# [DOCUMENT EXCERPT]
IT STARTED OUT as a real 1924 tabloid scandal—two women who killed their men and became jailhouse celebrities—then a 1926 play, a 1927 silent movie, a 1942 talkie, and a 1975 Broadway hit by John Kander, Fred Ebb, and Bob Fosse (revived in 1996 and still playing today). Fosse died while trying to make his show into a film; since then, we almost had to sit through a big-screen Chicago starring Liza Minnelli, Goldie Hawn, Rosie O'Donnell, and (aiee! Get thee behind me!) Madonna. Given the near-extinction of the movie-musical genre and the squirm-inducing archness of the fossil Moulin Rouge, this Chicago seemed certain to be Harvey Weinstein's wackiest folly yet. Ren饠Zellweger, Richard Gere, and Catherine Zeta-Jones as vaudevillian singer-dancers—oh, right, that'll happen!
But boy, did they make it happen. Chicago (which opens Friday, Dec. 27, at Guild 45 and Pacific Place) is a high-octane gas, a 1920s period piece as alive as your next breath, a death-defying leap from stage to screen. Who knew Richard Gere started out as a singing hoofer before he was an actor? Where was Zeta-Jones stashing all that smoldering old-time razzle-dazzle? And how on earth did Zellweger go from Bridget Jones' karaoke scene to production number after production number revealing a thin but perfectly serviceable talent for showstopping, spotlight-hogging song and dance?

(Collected data entries)
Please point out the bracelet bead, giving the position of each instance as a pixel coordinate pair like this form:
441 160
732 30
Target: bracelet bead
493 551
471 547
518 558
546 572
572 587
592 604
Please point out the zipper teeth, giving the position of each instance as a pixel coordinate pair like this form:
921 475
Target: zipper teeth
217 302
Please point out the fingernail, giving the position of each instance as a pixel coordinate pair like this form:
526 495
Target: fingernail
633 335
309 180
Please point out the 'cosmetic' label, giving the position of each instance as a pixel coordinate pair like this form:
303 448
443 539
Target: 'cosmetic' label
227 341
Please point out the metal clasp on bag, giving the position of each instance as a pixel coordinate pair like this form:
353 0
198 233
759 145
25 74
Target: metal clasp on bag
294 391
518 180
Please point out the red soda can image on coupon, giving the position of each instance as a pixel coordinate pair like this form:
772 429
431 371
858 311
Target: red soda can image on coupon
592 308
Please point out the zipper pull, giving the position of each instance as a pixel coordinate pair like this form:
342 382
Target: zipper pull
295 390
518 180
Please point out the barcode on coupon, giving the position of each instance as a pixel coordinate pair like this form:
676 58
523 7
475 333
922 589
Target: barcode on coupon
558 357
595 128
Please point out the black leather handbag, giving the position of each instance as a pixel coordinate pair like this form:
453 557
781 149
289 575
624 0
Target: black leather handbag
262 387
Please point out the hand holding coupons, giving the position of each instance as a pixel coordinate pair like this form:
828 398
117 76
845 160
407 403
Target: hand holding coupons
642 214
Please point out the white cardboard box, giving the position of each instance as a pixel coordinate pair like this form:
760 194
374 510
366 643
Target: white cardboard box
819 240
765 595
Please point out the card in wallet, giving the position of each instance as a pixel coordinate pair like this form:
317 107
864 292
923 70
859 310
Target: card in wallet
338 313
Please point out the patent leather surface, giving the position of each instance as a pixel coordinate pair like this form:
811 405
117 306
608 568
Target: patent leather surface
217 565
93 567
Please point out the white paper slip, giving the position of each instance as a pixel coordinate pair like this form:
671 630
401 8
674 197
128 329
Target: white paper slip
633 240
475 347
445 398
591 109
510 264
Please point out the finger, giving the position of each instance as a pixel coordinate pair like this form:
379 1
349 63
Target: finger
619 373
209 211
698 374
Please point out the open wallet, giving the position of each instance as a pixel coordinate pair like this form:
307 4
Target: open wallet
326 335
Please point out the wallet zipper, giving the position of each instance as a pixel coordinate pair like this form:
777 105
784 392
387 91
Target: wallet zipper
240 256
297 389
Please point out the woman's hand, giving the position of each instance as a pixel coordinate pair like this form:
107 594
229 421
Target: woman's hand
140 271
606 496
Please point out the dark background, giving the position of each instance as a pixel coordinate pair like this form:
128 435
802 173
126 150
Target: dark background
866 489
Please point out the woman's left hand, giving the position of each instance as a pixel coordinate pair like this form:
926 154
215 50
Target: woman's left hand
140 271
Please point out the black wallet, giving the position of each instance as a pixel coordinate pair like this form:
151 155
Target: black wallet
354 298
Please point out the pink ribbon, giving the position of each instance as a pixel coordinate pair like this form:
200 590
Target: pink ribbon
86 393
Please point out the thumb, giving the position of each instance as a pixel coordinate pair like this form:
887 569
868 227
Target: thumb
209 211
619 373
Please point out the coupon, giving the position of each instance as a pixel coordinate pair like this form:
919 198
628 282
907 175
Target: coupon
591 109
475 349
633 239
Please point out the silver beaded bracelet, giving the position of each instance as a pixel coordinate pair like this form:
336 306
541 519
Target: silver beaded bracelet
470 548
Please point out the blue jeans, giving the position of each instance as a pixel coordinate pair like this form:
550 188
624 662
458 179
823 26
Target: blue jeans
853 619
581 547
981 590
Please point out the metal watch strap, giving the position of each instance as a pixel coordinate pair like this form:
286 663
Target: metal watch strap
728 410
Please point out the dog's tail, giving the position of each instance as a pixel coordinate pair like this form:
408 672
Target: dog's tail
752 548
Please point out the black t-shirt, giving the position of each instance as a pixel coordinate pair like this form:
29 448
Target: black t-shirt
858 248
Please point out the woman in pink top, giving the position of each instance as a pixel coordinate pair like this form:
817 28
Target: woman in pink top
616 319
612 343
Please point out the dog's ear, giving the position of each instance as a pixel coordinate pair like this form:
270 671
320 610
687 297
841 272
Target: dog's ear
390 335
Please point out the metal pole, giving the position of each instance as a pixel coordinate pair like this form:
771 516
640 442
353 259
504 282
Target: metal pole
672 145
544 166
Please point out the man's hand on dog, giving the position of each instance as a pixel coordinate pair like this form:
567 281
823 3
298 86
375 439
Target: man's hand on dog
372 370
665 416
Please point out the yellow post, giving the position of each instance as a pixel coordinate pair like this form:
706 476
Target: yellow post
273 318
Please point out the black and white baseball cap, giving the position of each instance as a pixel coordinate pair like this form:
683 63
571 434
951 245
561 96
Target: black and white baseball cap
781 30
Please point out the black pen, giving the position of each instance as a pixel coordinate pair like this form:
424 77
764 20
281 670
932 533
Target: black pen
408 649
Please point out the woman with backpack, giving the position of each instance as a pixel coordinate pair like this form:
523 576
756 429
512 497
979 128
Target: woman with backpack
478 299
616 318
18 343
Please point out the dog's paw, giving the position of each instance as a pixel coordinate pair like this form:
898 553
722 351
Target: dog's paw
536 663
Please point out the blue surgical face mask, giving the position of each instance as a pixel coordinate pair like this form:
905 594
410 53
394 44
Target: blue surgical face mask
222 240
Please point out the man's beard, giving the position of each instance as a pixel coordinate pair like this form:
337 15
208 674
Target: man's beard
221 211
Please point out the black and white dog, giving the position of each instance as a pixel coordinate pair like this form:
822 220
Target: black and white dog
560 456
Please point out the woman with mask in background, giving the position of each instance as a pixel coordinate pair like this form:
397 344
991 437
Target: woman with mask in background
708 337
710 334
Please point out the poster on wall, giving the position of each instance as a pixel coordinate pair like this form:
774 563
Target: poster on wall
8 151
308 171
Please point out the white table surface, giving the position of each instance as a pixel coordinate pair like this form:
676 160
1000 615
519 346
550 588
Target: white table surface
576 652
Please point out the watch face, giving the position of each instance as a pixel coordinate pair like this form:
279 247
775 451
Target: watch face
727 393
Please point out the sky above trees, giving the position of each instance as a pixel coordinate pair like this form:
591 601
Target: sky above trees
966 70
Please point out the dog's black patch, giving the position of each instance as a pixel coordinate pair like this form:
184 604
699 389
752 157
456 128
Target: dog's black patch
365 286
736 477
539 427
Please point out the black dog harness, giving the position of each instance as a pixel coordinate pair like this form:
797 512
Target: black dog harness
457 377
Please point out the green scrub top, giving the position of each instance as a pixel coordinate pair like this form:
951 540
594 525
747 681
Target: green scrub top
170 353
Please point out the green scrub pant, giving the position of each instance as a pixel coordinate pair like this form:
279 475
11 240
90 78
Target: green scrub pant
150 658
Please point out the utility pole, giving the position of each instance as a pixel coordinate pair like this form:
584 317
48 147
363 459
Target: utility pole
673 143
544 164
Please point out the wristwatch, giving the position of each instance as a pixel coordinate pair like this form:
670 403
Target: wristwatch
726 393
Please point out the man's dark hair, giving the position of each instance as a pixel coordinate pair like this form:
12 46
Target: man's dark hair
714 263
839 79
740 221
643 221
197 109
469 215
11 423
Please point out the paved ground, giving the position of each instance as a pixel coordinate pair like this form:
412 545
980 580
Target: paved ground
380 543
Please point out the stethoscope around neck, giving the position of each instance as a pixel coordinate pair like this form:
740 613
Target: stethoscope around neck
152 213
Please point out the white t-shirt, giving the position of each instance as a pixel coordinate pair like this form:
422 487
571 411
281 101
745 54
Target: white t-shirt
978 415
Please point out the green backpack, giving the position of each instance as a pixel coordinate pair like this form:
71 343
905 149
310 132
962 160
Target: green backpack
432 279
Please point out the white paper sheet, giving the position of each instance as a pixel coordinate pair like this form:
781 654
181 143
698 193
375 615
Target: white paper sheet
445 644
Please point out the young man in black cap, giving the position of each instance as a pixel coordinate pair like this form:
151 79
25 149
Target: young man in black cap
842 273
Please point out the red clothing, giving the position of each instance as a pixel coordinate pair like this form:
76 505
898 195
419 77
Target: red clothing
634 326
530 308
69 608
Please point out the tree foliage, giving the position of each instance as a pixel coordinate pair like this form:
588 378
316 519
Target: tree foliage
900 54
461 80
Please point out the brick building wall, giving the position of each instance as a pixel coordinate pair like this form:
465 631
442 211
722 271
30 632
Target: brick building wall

# [THINGS TO DO]
1. According to the Chicago review, at which two theaters does the film open?
2. Reproduce the passage of the Chicago review starting at "But boy, did" and ending at "song and dance?".
None of the data is needed here.

# [ANSWERS TO THE TASKS]
1. Guild 45 and Pacific Place.

2.
But boy, did they make it happen. Chicago (which opens Friday, Dec. 27, at Guild 45 and Pacific Place) is a high-octane gas, a 1920s period piece as alive as your next breath, a death-defying leap from stage to screen. Who knew Richard Gere started out as a singing hoofer before he was an actor? Where was Zeta-Jones stashing all that smoldering old-time razzle-dazzle? And how on earth did Zellweger go from Bridget Jones' karaoke scene to production number after production number revealing a thin but perfectly serviceable talent for showstopping, spotlight-hogging song and dance?